§ Aim of the exercise
Drop all pictures and repeat exactly the lines from the line holding "Point to every instance of the camel shadow" through the end of the records.

Some records
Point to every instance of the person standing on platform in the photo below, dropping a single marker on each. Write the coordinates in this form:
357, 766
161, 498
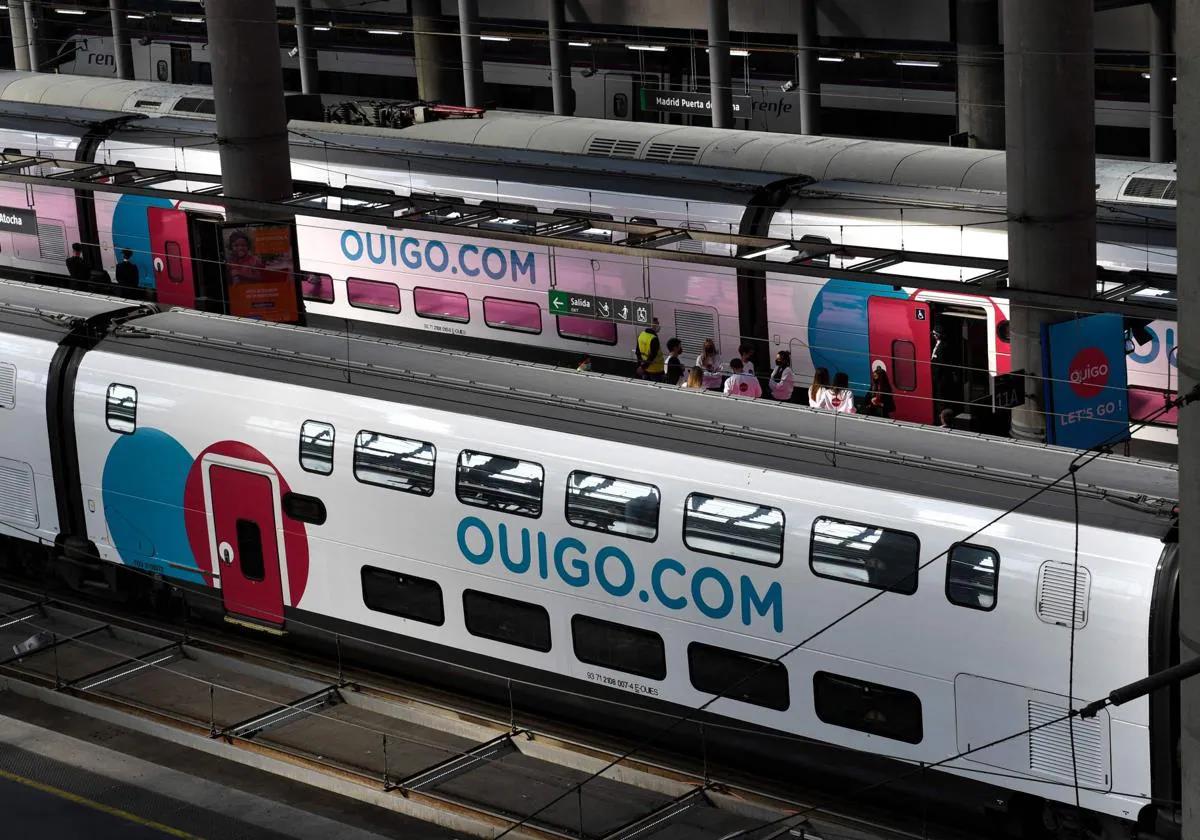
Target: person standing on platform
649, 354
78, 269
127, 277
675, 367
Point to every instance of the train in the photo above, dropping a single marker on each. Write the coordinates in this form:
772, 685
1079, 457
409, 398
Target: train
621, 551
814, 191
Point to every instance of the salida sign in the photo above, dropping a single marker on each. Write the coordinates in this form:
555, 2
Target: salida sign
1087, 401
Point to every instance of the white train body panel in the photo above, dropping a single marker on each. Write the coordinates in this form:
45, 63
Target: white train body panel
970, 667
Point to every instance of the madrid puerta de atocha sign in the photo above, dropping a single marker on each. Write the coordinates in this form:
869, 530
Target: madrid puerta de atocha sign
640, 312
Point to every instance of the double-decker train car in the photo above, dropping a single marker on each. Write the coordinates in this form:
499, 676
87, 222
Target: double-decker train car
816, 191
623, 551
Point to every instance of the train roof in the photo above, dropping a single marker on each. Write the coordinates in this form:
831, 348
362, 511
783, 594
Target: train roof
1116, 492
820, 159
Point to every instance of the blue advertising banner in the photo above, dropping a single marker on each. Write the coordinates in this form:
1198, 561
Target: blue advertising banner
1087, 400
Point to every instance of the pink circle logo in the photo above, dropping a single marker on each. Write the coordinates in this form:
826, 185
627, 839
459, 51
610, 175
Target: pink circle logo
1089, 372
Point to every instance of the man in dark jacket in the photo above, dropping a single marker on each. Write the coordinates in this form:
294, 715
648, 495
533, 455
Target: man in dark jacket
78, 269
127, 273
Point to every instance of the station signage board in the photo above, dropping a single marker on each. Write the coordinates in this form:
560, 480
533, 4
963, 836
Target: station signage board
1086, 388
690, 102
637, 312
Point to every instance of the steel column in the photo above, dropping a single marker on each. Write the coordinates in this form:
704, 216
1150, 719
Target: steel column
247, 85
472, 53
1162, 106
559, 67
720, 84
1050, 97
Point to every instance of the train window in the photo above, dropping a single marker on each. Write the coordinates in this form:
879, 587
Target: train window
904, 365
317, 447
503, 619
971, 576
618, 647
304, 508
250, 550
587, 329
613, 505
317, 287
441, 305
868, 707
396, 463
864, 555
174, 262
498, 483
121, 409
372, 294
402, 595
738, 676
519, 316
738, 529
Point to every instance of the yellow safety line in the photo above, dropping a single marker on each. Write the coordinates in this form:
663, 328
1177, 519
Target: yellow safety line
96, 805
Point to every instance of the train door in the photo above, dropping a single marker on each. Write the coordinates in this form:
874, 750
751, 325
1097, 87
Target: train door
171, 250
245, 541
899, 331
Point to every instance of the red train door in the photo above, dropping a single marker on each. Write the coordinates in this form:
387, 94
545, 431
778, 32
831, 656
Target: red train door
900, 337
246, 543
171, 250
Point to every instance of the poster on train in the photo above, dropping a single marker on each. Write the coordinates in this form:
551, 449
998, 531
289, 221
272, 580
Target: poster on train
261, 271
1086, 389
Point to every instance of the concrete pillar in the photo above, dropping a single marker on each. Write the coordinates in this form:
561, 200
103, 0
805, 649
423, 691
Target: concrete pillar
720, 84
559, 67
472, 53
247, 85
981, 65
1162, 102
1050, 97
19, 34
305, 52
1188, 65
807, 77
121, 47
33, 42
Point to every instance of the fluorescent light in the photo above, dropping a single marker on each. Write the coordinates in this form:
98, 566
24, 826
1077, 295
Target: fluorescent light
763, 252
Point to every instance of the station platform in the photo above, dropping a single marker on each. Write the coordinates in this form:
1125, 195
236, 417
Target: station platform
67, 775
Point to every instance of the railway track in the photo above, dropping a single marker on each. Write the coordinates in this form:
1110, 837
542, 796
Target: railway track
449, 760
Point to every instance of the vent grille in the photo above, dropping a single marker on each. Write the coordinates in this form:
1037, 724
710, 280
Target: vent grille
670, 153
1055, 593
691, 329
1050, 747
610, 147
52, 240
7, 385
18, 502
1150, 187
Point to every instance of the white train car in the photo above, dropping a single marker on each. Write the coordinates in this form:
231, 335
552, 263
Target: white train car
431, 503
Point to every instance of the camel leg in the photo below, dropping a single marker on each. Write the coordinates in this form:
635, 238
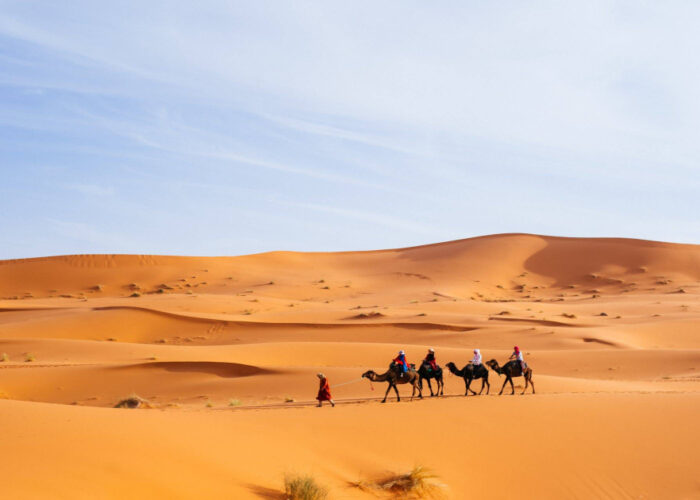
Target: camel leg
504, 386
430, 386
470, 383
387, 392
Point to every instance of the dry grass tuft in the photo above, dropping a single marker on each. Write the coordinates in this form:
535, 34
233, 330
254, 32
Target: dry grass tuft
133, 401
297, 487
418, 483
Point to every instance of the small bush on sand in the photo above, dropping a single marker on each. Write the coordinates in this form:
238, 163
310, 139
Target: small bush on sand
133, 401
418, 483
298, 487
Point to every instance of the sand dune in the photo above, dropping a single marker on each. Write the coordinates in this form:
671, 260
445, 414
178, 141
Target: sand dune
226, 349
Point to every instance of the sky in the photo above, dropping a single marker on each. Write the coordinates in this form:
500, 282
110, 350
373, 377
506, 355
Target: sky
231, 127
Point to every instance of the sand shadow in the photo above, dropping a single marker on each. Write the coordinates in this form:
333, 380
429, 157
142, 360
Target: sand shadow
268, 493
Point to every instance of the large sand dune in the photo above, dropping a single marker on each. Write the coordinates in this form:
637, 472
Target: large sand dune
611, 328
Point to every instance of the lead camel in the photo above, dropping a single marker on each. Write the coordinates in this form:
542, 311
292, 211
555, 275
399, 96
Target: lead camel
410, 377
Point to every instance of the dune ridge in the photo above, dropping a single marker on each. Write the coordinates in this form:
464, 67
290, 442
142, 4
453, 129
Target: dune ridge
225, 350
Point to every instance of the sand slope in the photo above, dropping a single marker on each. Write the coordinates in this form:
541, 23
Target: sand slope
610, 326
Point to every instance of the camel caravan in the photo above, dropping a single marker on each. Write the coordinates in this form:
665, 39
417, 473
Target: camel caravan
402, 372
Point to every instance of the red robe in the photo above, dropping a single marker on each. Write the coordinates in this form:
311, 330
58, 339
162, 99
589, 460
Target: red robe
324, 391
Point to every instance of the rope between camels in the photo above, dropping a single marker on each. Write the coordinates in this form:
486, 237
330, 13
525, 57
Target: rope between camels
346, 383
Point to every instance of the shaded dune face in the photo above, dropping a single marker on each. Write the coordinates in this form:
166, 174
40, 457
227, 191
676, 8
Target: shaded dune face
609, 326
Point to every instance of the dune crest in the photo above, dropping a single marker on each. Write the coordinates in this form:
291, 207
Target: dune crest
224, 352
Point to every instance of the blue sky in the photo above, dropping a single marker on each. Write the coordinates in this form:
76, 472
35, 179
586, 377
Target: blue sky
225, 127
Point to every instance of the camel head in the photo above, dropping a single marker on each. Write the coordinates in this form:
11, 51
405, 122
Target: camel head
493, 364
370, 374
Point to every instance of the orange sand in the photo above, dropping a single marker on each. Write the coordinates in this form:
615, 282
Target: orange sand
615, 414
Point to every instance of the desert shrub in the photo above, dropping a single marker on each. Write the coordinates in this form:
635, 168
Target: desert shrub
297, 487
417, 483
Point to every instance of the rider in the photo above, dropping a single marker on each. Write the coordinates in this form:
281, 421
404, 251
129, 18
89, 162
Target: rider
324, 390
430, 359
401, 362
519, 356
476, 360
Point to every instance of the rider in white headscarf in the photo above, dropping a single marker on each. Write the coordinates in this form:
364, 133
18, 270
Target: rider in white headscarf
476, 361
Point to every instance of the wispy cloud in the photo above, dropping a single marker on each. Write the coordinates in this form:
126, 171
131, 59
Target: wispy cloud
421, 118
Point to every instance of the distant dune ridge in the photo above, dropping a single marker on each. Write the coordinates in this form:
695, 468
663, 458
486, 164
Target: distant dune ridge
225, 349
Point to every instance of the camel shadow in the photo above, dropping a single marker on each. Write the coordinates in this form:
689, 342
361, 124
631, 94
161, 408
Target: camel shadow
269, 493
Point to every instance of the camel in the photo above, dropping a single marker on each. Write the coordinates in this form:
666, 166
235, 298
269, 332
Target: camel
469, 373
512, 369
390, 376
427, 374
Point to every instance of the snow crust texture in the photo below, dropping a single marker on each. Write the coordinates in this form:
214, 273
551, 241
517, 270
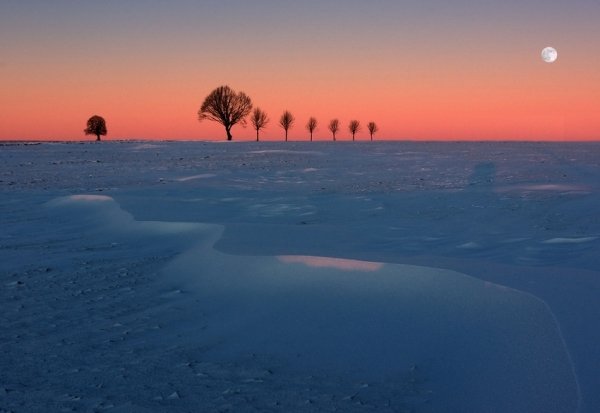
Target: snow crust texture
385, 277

§ Solved exercise
Point to every instance of the camel shadow in the photo above, dropping a single marker on each. Write the coordinates in this form:
689, 342
361, 124
631, 94
161, 408
Target: camel shadow
269, 493
Point to every instance of the camel in the photo above, dropping a single marker on each. Write the coordinates in this form:
666, 166
235, 298
269, 332
Target: camel
469, 373
512, 369
390, 376
427, 374
Point to every instance of the snow crust texture in the photo below, dropping a single marker on each. Write the coordinates in this form:
214, 273
551, 241
517, 270
Target: snow crust texture
385, 277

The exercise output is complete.